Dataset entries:
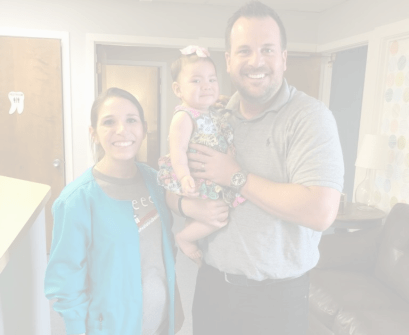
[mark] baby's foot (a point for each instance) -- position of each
(190, 249)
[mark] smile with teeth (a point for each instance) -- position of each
(122, 144)
(256, 76)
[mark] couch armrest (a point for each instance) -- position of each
(355, 251)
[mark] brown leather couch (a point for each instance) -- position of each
(361, 283)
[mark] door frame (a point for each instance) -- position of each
(367, 114)
(64, 37)
(91, 82)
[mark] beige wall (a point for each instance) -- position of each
(358, 17)
(125, 17)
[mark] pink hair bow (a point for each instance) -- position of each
(191, 49)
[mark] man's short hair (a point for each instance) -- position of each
(259, 10)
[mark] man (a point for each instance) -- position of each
(289, 168)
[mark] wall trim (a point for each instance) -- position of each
(66, 85)
(345, 43)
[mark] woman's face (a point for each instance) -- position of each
(119, 130)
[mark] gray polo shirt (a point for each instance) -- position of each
(294, 141)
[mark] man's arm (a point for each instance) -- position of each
(314, 207)
(211, 212)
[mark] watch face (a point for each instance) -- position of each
(238, 179)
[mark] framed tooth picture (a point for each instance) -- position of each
(391, 111)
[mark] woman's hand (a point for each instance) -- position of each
(189, 187)
(211, 212)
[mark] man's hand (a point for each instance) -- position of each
(212, 164)
(212, 212)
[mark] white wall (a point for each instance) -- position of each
(125, 17)
(358, 17)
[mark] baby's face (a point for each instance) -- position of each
(198, 86)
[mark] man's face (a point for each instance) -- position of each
(256, 62)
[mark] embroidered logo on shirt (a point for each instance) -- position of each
(148, 219)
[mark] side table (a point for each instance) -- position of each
(356, 219)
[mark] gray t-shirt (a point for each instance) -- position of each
(155, 298)
(294, 141)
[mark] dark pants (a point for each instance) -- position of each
(222, 308)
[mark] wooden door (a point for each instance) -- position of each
(304, 73)
(31, 140)
(143, 82)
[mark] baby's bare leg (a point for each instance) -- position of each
(187, 239)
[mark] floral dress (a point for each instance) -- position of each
(213, 131)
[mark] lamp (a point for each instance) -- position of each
(372, 155)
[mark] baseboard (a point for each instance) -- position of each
(316, 327)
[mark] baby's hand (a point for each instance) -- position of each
(188, 186)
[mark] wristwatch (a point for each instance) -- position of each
(237, 180)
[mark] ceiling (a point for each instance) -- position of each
(314, 6)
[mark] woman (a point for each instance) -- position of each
(112, 262)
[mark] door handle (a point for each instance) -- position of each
(56, 163)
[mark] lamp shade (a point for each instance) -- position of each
(373, 153)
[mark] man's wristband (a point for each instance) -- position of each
(180, 207)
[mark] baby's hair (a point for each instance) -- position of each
(183, 60)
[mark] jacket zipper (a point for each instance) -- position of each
(100, 321)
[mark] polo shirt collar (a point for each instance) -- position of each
(284, 95)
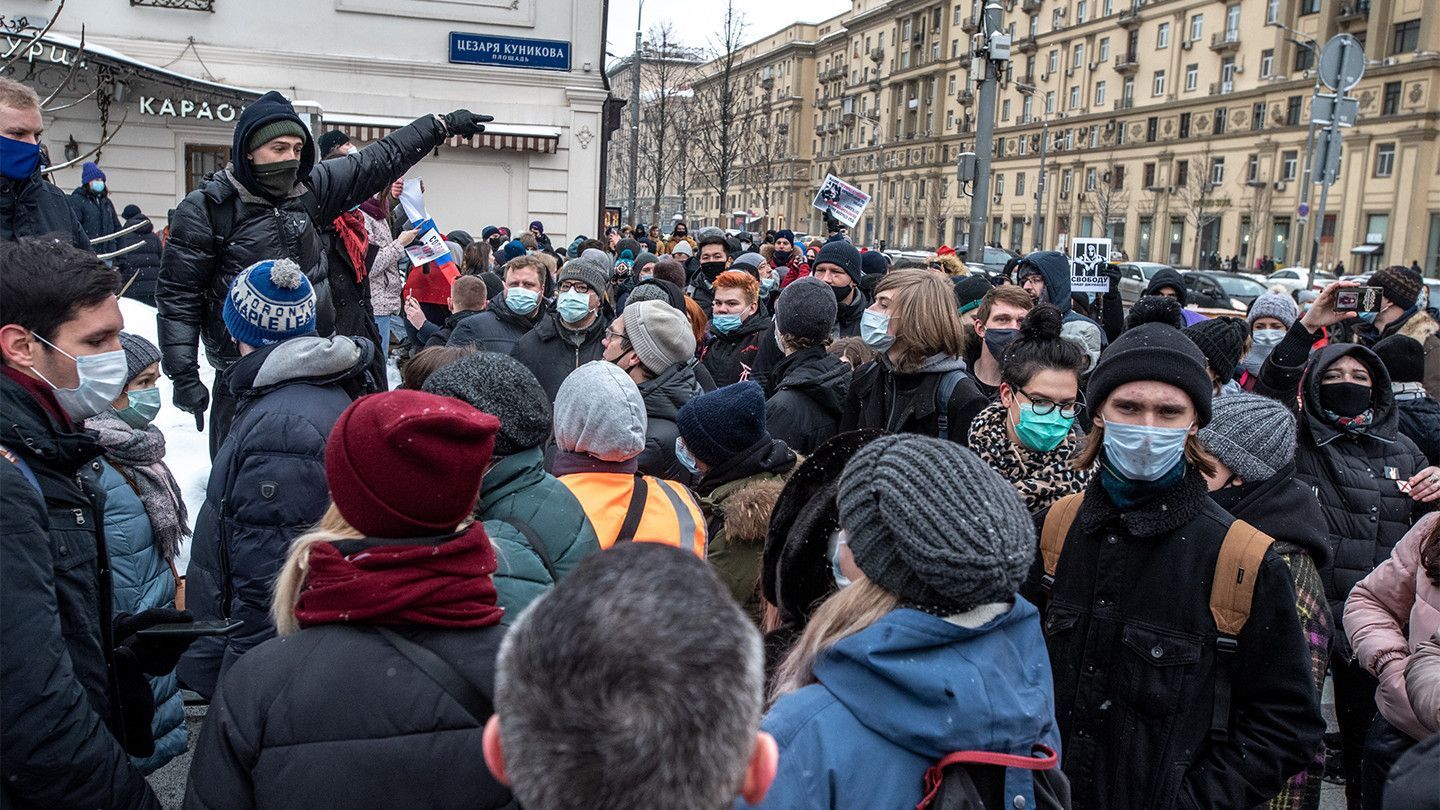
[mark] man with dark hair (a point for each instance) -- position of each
(578, 678)
(74, 699)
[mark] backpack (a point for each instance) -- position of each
(1231, 591)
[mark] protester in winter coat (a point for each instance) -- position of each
(68, 715)
(810, 382)
(1028, 435)
(739, 470)
(599, 427)
(30, 206)
(1388, 614)
(390, 590)
(265, 484)
(537, 528)
(918, 381)
(926, 649)
(1250, 443)
(144, 523)
(1139, 660)
(572, 335)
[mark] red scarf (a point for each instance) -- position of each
(437, 585)
(356, 241)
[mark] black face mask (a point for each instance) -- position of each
(1345, 398)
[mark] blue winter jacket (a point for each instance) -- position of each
(141, 580)
(897, 696)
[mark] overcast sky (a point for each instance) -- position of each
(696, 22)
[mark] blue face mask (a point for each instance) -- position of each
(573, 306)
(725, 325)
(874, 330)
(1142, 453)
(523, 301)
(18, 159)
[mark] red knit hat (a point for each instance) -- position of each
(406, 463)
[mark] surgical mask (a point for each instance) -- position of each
(18, 159)
(1041, 431)
(523, 301)
(725, 325)
(573, 306)
(998, 339)
(102, 376)
(277, 179)
(1144, 453)
(874, 330)
(143, 407)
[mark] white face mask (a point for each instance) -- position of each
(102, 378)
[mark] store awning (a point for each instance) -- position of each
(519, 137)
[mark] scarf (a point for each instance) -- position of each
(437, 582)
(356, 241)
(1040, 477)
(137, 456)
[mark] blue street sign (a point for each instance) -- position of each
(510, 52)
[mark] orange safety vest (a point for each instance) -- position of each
(670, 515)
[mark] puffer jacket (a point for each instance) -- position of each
(810, 395)
(141, 580)
(1388, 614)
(336, 717)
(199, 263)
(267, 487)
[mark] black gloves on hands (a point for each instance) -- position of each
(465, 123)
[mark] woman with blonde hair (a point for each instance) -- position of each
(388, 630)
(918, 381)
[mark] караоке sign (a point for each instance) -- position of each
(510, 52)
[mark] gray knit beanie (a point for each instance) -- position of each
(1252, 434)
(933, 525)
(660, 335)
(504, 388)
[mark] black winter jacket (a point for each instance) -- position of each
(552, 350)
(200, 263)
(336, 717)
(36, 208)
(55, 620)
(808, 399)
(1134, 653)
(267, 487)
(498, 327)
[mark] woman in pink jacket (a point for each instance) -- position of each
(1400, 594)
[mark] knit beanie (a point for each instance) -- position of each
(1398, 284)
(723, 423)
(406, 463)
(1158, 353)
(843, 255)
(270, 301)
(1221, 340)
(805, 309)
(140, 355)
(504, 388)
(932, 523)
(1276, 306)
(599, 412)
(1252, 434)
(660, 335)
(1404, 358)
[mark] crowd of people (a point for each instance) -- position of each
(696, 519)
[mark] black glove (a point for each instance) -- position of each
(465, 123)
(192, 397)
(154, 656)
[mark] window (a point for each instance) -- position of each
(1384, 160)
(1406, 38)
(1391, 104)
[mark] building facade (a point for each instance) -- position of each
(1178, 127)
(167, 78)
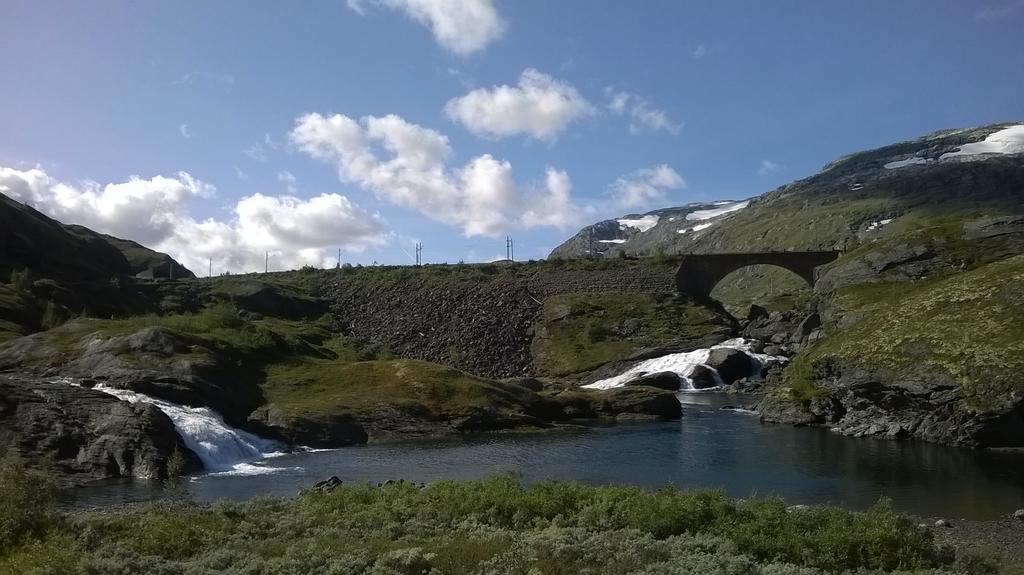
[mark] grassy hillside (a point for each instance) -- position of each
(494, 526)
(960, 327)
(580, 332)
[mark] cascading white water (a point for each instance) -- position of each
(684, 363)
(221, 448)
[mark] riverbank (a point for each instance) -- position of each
(494, 526)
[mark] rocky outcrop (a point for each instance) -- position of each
(863, 402)
(731, 364)
(663, 380)
(482, 325)
(86, 434)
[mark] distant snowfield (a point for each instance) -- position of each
(1008, 140)
(915, 161)
(697, 227)
(877, 225)
(642, 224)
(716, 212)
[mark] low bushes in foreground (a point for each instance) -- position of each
(492, 526)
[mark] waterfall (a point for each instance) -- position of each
(684, 363)
(223, 450)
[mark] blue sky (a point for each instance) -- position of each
(227, 129)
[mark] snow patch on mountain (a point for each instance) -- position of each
(716, 212)
(643, 224)
(1008, 140)
(913, 161)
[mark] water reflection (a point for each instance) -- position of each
(710, 448)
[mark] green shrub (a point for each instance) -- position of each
(27, 502)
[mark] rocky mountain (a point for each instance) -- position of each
(858, 198)
(29, 239)
(665, 230)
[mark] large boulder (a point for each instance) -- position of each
(662, 380)
(731, 364)
(325, 431)
(702, 378)
(86, 434)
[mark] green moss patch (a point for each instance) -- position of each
(966, 327)
(581, 332)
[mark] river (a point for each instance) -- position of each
(710, 448)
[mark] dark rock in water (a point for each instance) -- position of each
(731, 364)
(327, 431)
(624, 402)
(702, 378)
(532, 384)
(808, 325)
(327, 485)
(86, 434)
(756, 312)
(640, 400)
(662, 380)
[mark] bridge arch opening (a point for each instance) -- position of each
(771, 286)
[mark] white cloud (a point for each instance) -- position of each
(643, 116)
(155, 213)
(462, 27)
(646, 186)
(481, 196)
(539, 106)
(289, 180)
(768, 167)
(256, 152)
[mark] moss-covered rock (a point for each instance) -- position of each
(938, 359)
(578, 333)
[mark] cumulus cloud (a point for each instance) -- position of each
(155, 213)
(539, 106)
(642, 115)
(407, 165)
(462, 27)
(646, 186)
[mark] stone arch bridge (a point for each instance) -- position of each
(698, 273)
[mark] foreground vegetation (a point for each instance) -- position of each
(491, 526)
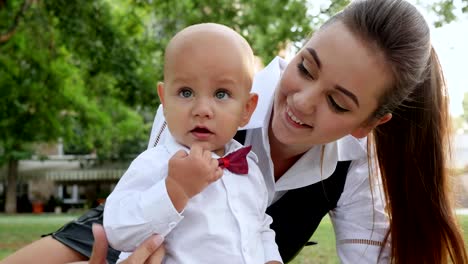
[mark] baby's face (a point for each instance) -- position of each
(206, 95)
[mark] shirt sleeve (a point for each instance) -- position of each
(159, 128)
(359, 220)
(270, 247)
(140, 206)
(271, 250)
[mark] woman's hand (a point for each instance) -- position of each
(151, 251)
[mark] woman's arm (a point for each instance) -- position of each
(150, 251)
(359, 219)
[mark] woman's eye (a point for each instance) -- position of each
(222, 94)
(304, 71)
(336, 107)
(186, 93)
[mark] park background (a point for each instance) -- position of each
(78, 96)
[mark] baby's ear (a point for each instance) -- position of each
(161, 92)
(250, 106)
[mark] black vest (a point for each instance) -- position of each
(297, 214)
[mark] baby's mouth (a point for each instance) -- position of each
(201, 130)
(201, 133)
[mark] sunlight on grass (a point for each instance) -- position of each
(19, 230)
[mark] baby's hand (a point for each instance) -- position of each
(189, 174)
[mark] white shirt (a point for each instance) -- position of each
(225, 222)
(359, 220)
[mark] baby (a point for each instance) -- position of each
(199, 188)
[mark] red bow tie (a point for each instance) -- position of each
(236, 161)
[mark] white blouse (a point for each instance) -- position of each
(359, 220)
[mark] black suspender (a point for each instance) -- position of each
(298, 213)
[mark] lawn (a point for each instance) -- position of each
(19, 230)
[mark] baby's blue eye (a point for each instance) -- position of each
(222, 94)
(186, 93)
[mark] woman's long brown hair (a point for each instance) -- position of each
(412, 148)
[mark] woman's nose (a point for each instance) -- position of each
(306, 99)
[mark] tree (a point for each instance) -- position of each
(465, 107)
(61, 73)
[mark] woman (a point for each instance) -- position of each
(370, 70)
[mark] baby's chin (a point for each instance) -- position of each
(219, 150)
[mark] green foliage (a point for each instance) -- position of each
(446, 9)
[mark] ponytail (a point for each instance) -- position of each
(412, 151)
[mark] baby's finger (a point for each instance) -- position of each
(196, 150)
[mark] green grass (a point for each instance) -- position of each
(19, 230)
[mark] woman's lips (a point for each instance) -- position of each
(294, 120)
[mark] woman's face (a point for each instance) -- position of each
(329, 89)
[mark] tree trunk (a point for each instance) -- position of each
(10, 203)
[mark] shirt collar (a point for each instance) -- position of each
(264, 84)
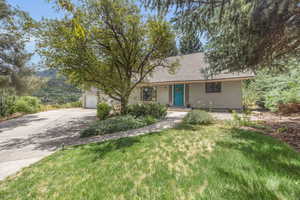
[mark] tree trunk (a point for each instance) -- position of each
(124, 104)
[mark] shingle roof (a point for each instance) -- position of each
(190, 69)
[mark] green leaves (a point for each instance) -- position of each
(105, 44)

_WORK TO COMPLETE:_
Reproduce, word for word, every line from the one that contains "[mark] baby's finger" to the end of the data, including both ends; omit all pictures.

_RESPONSE TO THIS TASK:_
[mark] baby's finger (a point for each instance) -- position of each
(196, 150)
[mark] green grass (a point for each instance) -- position of each
(19, 230)
[mark] woman's lips (a point for each instance) -- position of each
(294, 120)
[mark] woman's face (a point for each instance) -- position of each
(329, 89)
[mark] tree trunk (a point for each instance) -- position of each
(10, 203)
[mark] shirt collar (a point for each instance) -- position of each
(264, 84)
[mark] tree trunk (a point for each instance) -- position of each
(124, 104)
[mark] shingle roof (a point for each instance) -- position of each
(190, 69)
[mark] green leaves (a point for each instance) -- position of each
(105, 44)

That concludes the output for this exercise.